Start of Block
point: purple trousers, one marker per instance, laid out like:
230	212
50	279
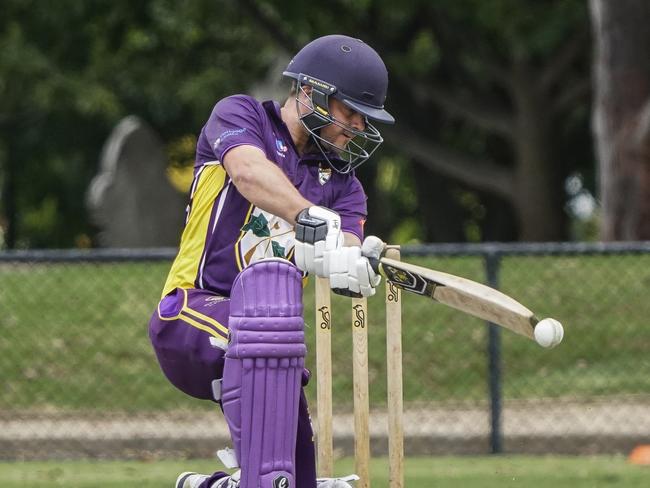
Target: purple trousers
189	333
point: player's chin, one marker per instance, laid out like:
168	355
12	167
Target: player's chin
338	145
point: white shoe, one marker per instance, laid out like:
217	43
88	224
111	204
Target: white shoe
193	480
337	482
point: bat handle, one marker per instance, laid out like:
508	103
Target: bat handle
374	264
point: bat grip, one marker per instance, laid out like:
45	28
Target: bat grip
374	264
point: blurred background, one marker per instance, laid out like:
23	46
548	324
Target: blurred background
521	158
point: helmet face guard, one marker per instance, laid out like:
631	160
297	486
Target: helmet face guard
341	159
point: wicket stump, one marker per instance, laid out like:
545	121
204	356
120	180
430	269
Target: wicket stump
360	382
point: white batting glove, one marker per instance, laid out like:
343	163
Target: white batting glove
318	232
351	273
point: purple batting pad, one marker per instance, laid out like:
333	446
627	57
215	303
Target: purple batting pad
262	372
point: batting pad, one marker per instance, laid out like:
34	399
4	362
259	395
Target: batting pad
262	373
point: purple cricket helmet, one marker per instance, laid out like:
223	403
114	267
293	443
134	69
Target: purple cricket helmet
351	71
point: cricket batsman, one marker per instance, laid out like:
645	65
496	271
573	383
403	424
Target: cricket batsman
274	198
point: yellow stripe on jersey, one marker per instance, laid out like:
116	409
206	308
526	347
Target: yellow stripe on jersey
220	327
238	258
183	273
201	326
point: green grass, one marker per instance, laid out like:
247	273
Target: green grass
438	472
74	337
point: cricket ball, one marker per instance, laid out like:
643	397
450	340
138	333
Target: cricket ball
549	333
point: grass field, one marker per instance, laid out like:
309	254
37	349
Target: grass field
440	472
75	336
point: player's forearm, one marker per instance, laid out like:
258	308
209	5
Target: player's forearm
263	184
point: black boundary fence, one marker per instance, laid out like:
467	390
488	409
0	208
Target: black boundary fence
491	255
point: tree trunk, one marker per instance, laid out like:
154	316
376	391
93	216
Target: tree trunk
538	182
621	118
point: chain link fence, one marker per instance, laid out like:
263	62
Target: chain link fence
80	378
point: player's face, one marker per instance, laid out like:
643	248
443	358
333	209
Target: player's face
336	134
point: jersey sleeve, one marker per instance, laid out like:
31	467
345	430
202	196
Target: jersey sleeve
235	121
352	207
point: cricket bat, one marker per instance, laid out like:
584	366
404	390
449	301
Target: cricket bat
470	297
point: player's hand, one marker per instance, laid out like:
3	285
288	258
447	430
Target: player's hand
318	232
351	273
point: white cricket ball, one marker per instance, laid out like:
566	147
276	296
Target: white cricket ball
549	333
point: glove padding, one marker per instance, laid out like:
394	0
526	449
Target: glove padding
318	232
351	273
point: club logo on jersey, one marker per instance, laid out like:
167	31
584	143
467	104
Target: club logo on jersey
226	134
281	482
324	174
281	147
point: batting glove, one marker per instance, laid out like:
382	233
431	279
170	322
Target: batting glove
351	273
318	232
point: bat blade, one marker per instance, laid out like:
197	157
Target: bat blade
465	295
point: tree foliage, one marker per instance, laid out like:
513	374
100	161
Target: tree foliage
491	100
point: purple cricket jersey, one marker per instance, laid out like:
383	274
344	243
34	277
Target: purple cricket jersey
223	231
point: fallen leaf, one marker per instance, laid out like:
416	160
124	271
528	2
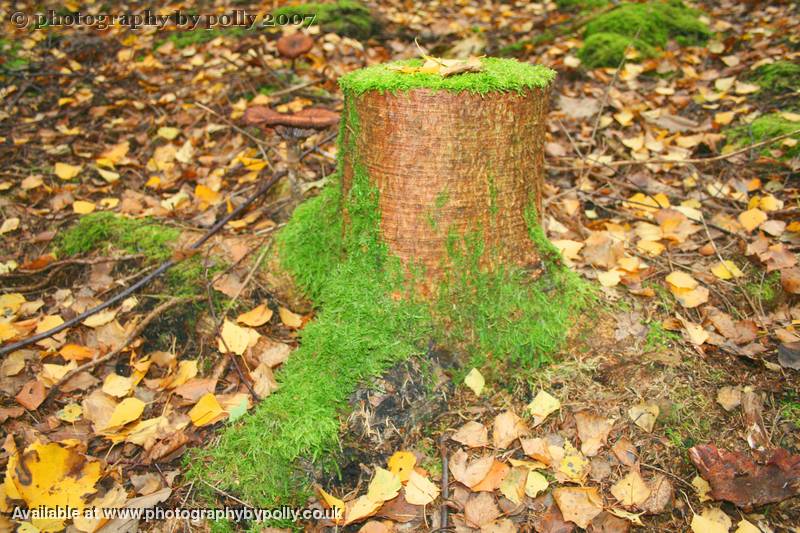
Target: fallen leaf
729	397
644	415
402	464
66	171
474	380
542	406
631	490
469	473
735	477
535	484
507	428
290	319
256	317
206	411
420	490
593	431
711	520
384	486
472	435
578	504
481	510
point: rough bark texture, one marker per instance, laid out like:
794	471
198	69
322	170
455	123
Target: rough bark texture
448	161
End of Block
• **WORK TASK**
Your answer must be an exact copy of the records, free of images.

• **COMPLETED EXERCISE**
point: purple trousers, one marker per instance, laid out like:
230	212
50	279
Target: purple trousers
189	333
point: player's chin, one marker per instance, laid out like:
168	355
12	167
Target: player's chin
338	145
point: white shoe, one marker per instance, laid out like:
217	43
88	224
111	204
Target: white shoe
193	480
337	482
point: bat handle, one marker per instance, laid out like:
508	103
Target: bat handle
374	264
point: bat grip, one marker per instance, laid out like:
45	28
Target: bat grip
374	264
point: blurred background, one marker per instance, laid out like:
23	46
548	324
Target: blurred background
521	158
point: helmet face guard, one marker per instance, laid out like:
631	160
297	486
Target: helmet face guard
341	159
point: wicket stump, one marker per instance, laid out like:
545	121
204	356
120	180
430	269
Target: wicket stump
360	382
point: white batting glove, one marker per instance, laid out like:
343	163
Target: white batting glove
318	232
351	273
point: purple batting pad, one marker per instance, laid out like:
333	446
627	57
215	303
Target: purple batting pad
262	372
point: batting pad, one marker per instance, laid out like:
34	399
4	362
259	395
Target: batting pad
262	373
point: purple cricket helmet, one marker per instance, laid out like:
223	403
114	267
293	443
134	69
Target: purple cricket helmet
351	71
point: cricket batsman, one marker per instance, laid out like:
645	65
496	271
573	383
403	424
Target: cricket batsman
274	198
point: yellow stripe on jersey, one marker per instance, laid out like:
116	409
206	308
526	347
Target: yellow stripe on jersey
220	327
238	258
183	273
201	326
point: green grass, one marker per instance, laid out like:
247	273
Target: green grass
438	472
74	337
point: cricket ball, one marker per instance, laid out like:
643	397
450	340
138	333
Target: cricket ball
549	333
point: grass field, one marker per instance, laid out like:
309	254
37	349
Target: grass field
440	472
75	336
point: player's forearm, one marker per instance, laid out like:
258	308
209	5
Target: player's forearm
263	184
point: black boundary fence, one marker per instance, laid out like:
467	390
488	409
0	208
Target: black boundary fence
491	255
point: tree trunk, one marker per instance, laid out like:
154	316
376	391
93	216
Target: tree trunk
538	182
621	118
point: chain link fence, one marker per instance, laid out like:
263	62
Target: chain link fence
80	378
point: player's face, one marker per instance, laid out like:
643	248
443	358
333	209
Target: player's face
336	134
point: jersey sleeve, one marker per instance, laid out like:
31	467
345	430
202	196
Target: jersey sleeve
235	121
352	207
point: cricket bat, one marker per instance, laid out like:
584	366
404	390
449	301
Target: cricket bat
470	297
point: player's hand, one marker per instance, laid out like:
3	285
288	258
447	430
Target: player's hand
318	232
351	273
point: white cricket ball, one marker per instance, laid out like:
566	147
276	296
Target: white cricket ball
549	333
point: glove padding, one marker per instance, laid out like:
394	0
526	449
Target: glove padding
318	232
351	273
point: club logo on jersey, one marker per instance, laid out like:
167	31
584	143
467	104
Target: club logo on jersey
226	134
281	482
324	174
281	147
point: batting glove, one marker per instance, laid out like:
382	233
431	279
170	322
Target: batting glove
351	273
318	232
point: bat blade, one marker per instance, laid out like:
197	157
Target: bat blade
465	295
point: tree foliage, one marker per instance, laid out like:
513	374
100	161
Target: tree foliage
491	100
point: purple cricket jersey, one marker per instance, laid out like:
383	274
344	243
34	277
Target: purple cricket jersey
223	231
point: fallen leaf, one marker per instance, laid out like:
416	160
124	271
528	2
Target: fallen leaf
729	397
644	415
402	464
66	171
474	380
542	406
631	490
469	473
735	477
535	484
507	428
290	319
256	317
206	411
420	490
593	431
711	520
384	486
472	435
578	504
481	510
point: rough bark texture, one marker per instance, laid out like:
794	471
198	69
322	170
455	123
Target: rough bark texture
448	161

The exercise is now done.